_Problem to solve_
Which lines in the entries below contain the string "target"? Pull out each of those lines in full.

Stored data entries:
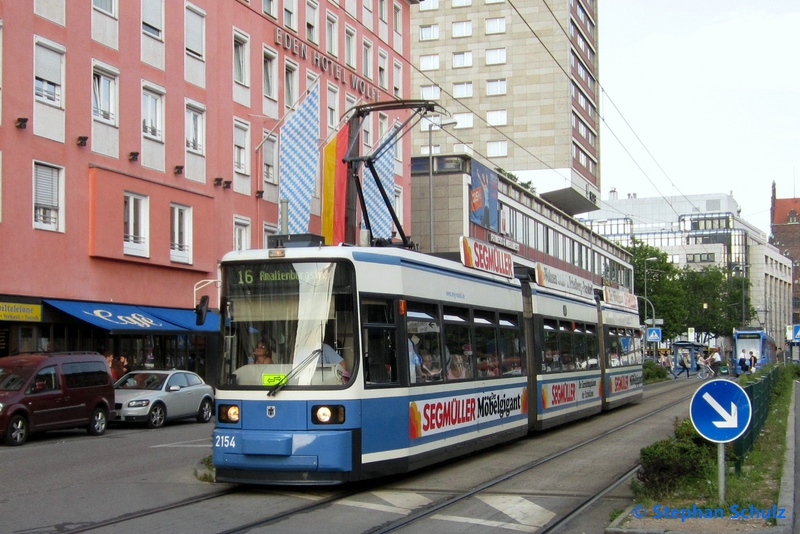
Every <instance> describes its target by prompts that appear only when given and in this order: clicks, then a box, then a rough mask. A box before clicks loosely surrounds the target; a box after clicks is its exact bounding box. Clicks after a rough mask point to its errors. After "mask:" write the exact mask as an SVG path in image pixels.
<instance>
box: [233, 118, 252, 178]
mask: <svg viewBox="0 0 800 534" xmlns="http://www.w3.org/2000/svg"><path fill="white" fill-rule="evenodd" d="M249 134H250V126H249V125H248V124H247V123H245V122H242V121H240V120H236V119H234V121H233V170H234V171H235V172H237V173H239V174H250V157H249V155H250V135H249Z"/></svg>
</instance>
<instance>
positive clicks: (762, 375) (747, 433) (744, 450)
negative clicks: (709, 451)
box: [733, 365, 780, 475]
mask: <svg viewBox="0 0 800 534" xmlns="http://www.w3.org/2000/svg"><path fill="white" fill-rule="evenodd" d="M779 373H780V368H779V367H778V366H777V365H775V366H773V367H772V369H770V370H769V371H768V372H766V373H764V374H763V375H761V376H759V377H758V379H756V380H755V381H754V382H750V383H749V384H747V385H746V386H745V387H744V390H745V392H746V393H747V396H748V397H750V403H751V405H752V407H753V416H752V418H751V419H750V426H749V427H748V428H747V430H746V431H745V433H744V434H743V435H742V437H740V438H739V439H737V440H736V441H734V442H733V451H734V452H735V453H736V457H737V458H738V460H736V474H737V475H740V474H741V473H742V462H743V461H744V455H745V454H747V452H748V451H749V450H750V449H751V448H752V447H753V444H754V443H755V442H756V440H757V439H758V435H759V433H760V432H761V428H762V427H763V426H764V422H765V421H766V420H767V415H768V414H769V400H770V398H771V396H772V390H773V389H774V388H775V384H776V383H777V382H778V374H779Z"/></svg>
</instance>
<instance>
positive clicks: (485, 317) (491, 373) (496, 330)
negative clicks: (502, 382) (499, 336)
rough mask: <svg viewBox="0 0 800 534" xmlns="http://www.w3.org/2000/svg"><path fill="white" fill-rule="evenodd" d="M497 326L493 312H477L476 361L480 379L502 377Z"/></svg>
mask: <svg viewBox="0 0 800 534" xmlns="http://www.w3.org/2000/svg"><path fill="white" fill-rule="evenodd" d="M495 325H496V320H495V316H494V313H493V312H485V311H480V310H475V361H476V364H477V367H478V378H491V377H495V376H500V363H499V361H498V354H497V353H498V351H497V327H496V326H495Z"/></svg>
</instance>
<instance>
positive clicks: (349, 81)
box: [275, 28, 381, 102]
mask: <svg viewBox="0 0 800 534" xmlns="http://www.w3.org/2000/svg"><path fill="white" fill-rule="evenodd" d="M275 44H278V45H280V46H282V47H283V48H284V49H285V50H288V51H290V52H291V53H292V54H293V55H295V56H297V57H299V58H300V59H308V45H307V44H306V43H304V42H303V41H301V40H300V39H298V38H297V37H295V36H293V35H291V34H289V33H286V32H285V31H283V30H282V29H281V28H275ZM311 64H312V65H313V66H314V67H316V68H317V69H319V70H320V71H322V72H324V73H326V74H328V75H330V76H331V77H332V78H333V79H334V80H338V81H339V82H341V84H342V85H345V86H347V85H349V86H350V88H351V89H352V90H353V91H357V92H358V93H359V94H360V95H361V96H362V97H363V98H364V99H365V100H374V101H376V102H377V101H379V100H380V99H381V92H380V91H379V90H378V88H377V87H375V86H374V85H372V84H371V83H370V82H367V81H366V80H365V79H364V78H361V77H360V76H358V75H357V74H356V73H354V72H352V71H351V70H349V69H346V68H345V67H343V66H342V65H340V64H339V63H337V62H336V61H334V60H333V59H331V58H329V57H328V56H326V55H325V54H322V53H320V52H319V51H318V50H313V49H312V55H311ZM348 74H349V75H350V76H349V80H348Z"/></svg>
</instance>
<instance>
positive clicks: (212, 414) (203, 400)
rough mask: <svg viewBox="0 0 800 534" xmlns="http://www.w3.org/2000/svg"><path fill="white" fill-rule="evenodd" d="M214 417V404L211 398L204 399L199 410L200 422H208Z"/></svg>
mask: <svg viewBox="0 0 800 534" xmlns="http://www.w3.org/2000/svg"><path fill="white" fill-rule="evenodd" d="M212 417H214V405H213V404H212V403H211V400H210V399H203V402H201V403H200V410H199V411H198V412H197V422H198V423H208V422H209V421H211V418H212Z"/></svg>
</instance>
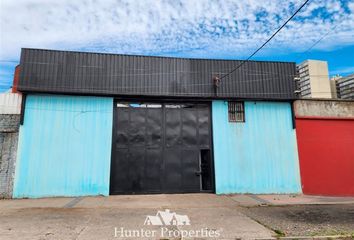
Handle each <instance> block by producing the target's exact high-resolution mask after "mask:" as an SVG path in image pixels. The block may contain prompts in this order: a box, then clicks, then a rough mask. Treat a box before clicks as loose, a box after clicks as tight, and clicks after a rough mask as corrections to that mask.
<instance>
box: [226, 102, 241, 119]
mask: <svg viewBox="0 0 354 240" xmlns="http://www.w3.org/2000/svg"><path fill="white" fill-rule="evenodd" d="M228 105H229V122H244V121H245V108H244V104H243V102H229V103H228Z"/></svg>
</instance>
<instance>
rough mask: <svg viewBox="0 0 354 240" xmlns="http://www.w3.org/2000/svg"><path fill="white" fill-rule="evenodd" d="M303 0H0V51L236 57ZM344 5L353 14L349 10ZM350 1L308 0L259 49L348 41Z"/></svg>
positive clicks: (263, 51)
mask: <svg viewBox="0 0 354 240" xmlns="http://www.w3.org/2000/svg"><path fill="white" fill-rule="evenodd" d="M302 2H303V0H290V1H282V0H263V1H259V0H234V1H231V0H224V1H213V0H193V1H192V0H180V1H162V0H161V1H156V0H150V1H148V0H146V1H129V0H107V1H95V0H77V1H69V0H62V1H49V0H48V1H47V0H28V1H20V0H18V1H13V0H2V1H1V3H0V4H1V5H0V27H1V28H0V31H1V33H0V34H1V36H0V58H1V59H14V58H18V57H19V52H20V48H21V47H34V48H54V49H79V50H80V49H86V50H93V51H95V50H96V51H107V52H117V53H136V54H160V55H164V54H165V55H178V54H181V53H183V54H184V55H185V56H186V55H189V56H195V57H203V56H204V57H210V56H212V57H213V56H220V55H223V56H230V57H231V56H233V57H239V58H242V57H244V56H246V55H248V54H249V53H250V52H251V51H252V50H253V49H255V48H256V47H257V46H259V45H260V44H261V43H262V42H263V41H264V40H265V39H267V38H268V37H269V36H270V35H271V34H272V33H273V32H274V31H275V30H276V29H277V28H278V27H279V26H280V25H281V24H282V23H283V22H284V21H285V20H286V19H287V18H288V17H289V16H290V15H291V14H292V13H293V12H294V11H295V10H296V9H297V8H298V6H299V5H301V4H302ZM350 12H351V13H352V14H350ZM353 16H354V6H353V3H352V2H350V1H348V2H344V1H343V2H342V3H341V4H340V3H339V2H338V1H336V0H312V1H310V3H309V5H308V6H307V7H306V8H305V9H304V11H302V12H301V13H300V14H299V17H298V18H296V19H295V20H294V21H292V22H290V23H289V26H287V27H286V29H283V30H282V31H281V32H280V34H279V35H278V36H277V37H276V38H275V39H274V41H272V42H271V44H270V45H269V46H267V49H265V50H264V51H263V52H262V53H261V54H268V53H269V52H271V51H270V50H271V49H281V51H285V50H289V51H296V52H301V51H304V50H305V49H306V48H307V47H309V46H310V45H311V44H312V43H313V42H315V41H316V40H317V39H319V38H320V37H321V36H322V35H324V34H326V33H327V32H328V31H330V29H331V28H333V27H334V26H335V25H337V24H339V23H340V24H339V25H338V26H337V27H336V29H335V30H334V31H333V32H332V33H331V34H329V35H328V36H327V37H326V38H325V39H323V41H322V42H321V43H320V44H318V45H317V46H316V49H322V50H324V49H333V48H336V47H339V46H343V45H349V44H353V43H354V42H353V41H354V40H353V39H354V29H353V26H354V17H353Z"/></svg>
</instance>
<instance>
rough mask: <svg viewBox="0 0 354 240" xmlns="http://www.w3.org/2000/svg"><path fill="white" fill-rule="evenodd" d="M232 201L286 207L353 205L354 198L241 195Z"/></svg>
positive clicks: (249, 206) (262, 205)
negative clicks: (287, 205)
mask: <svg viewBox="0 0 354 240" xmlns="http://www.w3.org/2000/svg"><path fill="white" fill-rule="evenodd" d="M229 197H230V198H231V199H232V200H234V201H236V202H237V203H238V204H239V205H240V206H244V207H252V206H260V205H262V206H263V205H269V206H285V205H307V204H311V205H314V204H315V205H320V204H353V203H354V197H327V196H310V195H303V194H298V195H294V194H270V195H263V194H262V195H256V194H244V195H243V194H239V195H230V196H229Z"/></svg>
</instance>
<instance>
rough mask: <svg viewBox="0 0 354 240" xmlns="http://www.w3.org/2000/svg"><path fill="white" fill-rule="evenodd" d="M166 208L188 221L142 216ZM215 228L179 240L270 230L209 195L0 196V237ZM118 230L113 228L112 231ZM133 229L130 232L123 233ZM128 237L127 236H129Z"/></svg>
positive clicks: (67, 238)
mask: <svg viewBox="0 0 354 240" xmlns="http://www.w3.org/2000/svg"><path fill="white" fill-rule="evenodd" d="M166 209H169V210H170V211H171V212H176V213H177V214H180V215H187V216H188V217H189V219H190V225H185V226H178V227H176V226H164V228H163V229H162V227H161V226H147V225H144V223H145V220H146V217H147V216H148V215H151V216H155V215H156V214H157V211H158V210H160V211H165V210H166ZM121 228H123V229H124V230H129V231H130V230H134V231H135V230H141V229H143V230H144V231H156V235H155V236H154V237H146V236H145V237H140V236H139V237H138V236H133V237H127V235H122V234H120V232H121ZM162 230H163V231H165V230H168V231H171V232H172V234H174V233H176V232H183V231H184V232H185V233H188V234H189V233H191V232H195V231H200V232H202V231H204V232H207V233H211V232H218V233H219V236H218V237H212V238H205V235H203V236H204V237H203V236H202V235H198V236H197V237H195V236H194V237H191V238H189V237H188V236H187V237H185V238H184V239H237V238H242V239H263V238H267V239H270V238H272V236H273V235H274V232H273V231H271V230H269V229H267V228H266V227H264V226H262V225H261V224H259V223H257V222H256V221H254V220H252V219H251V218H249V217H247V216H246V215H244V214H242V213H241V211H240V209H239V206H238V203H237V202H235V201H234V200H232V199H231V198H229V197H227V196H217V195H215V194H171V195H165V194H161V195H135V196H110V197H84V198H47V199H23V200H2V201H0V236H1V239H2V240H3V239H19V238H21V239H95V240H96V239H119V238H120V237H121V238H122V239H180V238H179V237H178V236H177V237H175V236H174V235H169V233H166V232H165V233H164V234H163V235H162V234H161V231H162ZM117 231H118V232H117ZM128 234H133V233H131V232H130V233H128ZM129 236H130V235H129Z"/></svg>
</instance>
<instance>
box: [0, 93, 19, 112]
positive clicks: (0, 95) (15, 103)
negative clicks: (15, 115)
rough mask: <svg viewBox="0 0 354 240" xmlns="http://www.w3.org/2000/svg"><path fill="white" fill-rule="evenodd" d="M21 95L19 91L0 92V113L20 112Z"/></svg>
mask: <svg viewBox="0 0 354 240" xmlns="http://www.w3.org/2000/svg"><path fill="white" fill-rule="evenodd" d="M21 101H22V95H21V94H19V93H1V94H0V114H20V113H21Z"/></svg>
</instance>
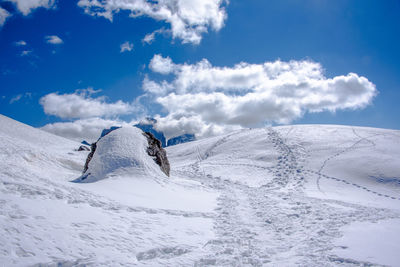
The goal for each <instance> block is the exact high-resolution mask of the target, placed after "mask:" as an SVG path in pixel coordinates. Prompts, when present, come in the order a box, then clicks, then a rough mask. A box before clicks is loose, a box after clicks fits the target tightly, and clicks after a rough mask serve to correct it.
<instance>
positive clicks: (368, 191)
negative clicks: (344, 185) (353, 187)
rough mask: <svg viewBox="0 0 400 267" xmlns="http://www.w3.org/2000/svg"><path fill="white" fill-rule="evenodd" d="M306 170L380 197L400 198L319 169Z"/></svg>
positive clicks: (309, 171) (327, 178) (307, 169)
mask: <svg viewBox="0 0 400 267" xmlns="http://www.w3.org/2000/svg"><path fill="white" fill-rule="evenodd" d="M304 171H305V172H308V173H313V174H316V175H321V176H322V177H324V178H327V179H331V180H335V181H338V182H342V183H345V184H348V185H352V186H355V187H357V188H359V189H363V190H365V191H367V192H369V193H371V194H375V195H378V196H380V197H386V198H391V199H397V200H400V197H394V196H390V195H387V194H382V193H379V192H376V191H374V190H371V189H369V188H368V187H365V186H362V185H359V184H356V183H350V182H348V181H347V180H346V179H340V178H337V177H333V176H328V175H326V174H321V173H319V172H318V171H313V170H311V169H305V170H304Z"/></svg>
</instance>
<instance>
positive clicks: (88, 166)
mask: <svg viewBox="0 0 400 267" xmlns="http://www.w3.org/2000/svg"><path fill="white" fill-rule="evenodd" d="M96 148H97V142H94V143H93V144H91V145H90V153H89V155H88V157H87V158H86V162H85V166H84V167H83V173H85V172H86V171H87V169H88V168H89V162H90V160H91V159H92V158H93V155H94V152H95V151H96Z"/></svg>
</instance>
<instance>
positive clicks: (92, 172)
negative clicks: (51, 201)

_Written answer_
Every <instance> describes its target by prompts that appear only when given and in this order: clicks, then a box, then a rough mask. A box before clicks loosely surrounds the target; a box after clicks is its exact bounding box. Clicks after a rough mask point to its errors. After "mask:" write the exact mask as an SVG path in image pixels.
Handle each <instance> block by producing the target's exact high-resolution mask after "mask:" as an SVG path in image pixels. The block may contain prompts in this order: a box, then clicks, then a rough mask. Treat a box before clicks as loose, a box after clicks as tight, and clicks after a rough mask as corrections to that mask.
The goal for each <instance> block is the exact high-resolution mask of the target, placed after "mask:" as an SVG path in pixel coordinates. Prompts, when present, come in the order a box, then clicks, then a rough mask. A box before clicks is loose, a box after clicks fits the target tightly, and clicks after a rough mask serve to correct it.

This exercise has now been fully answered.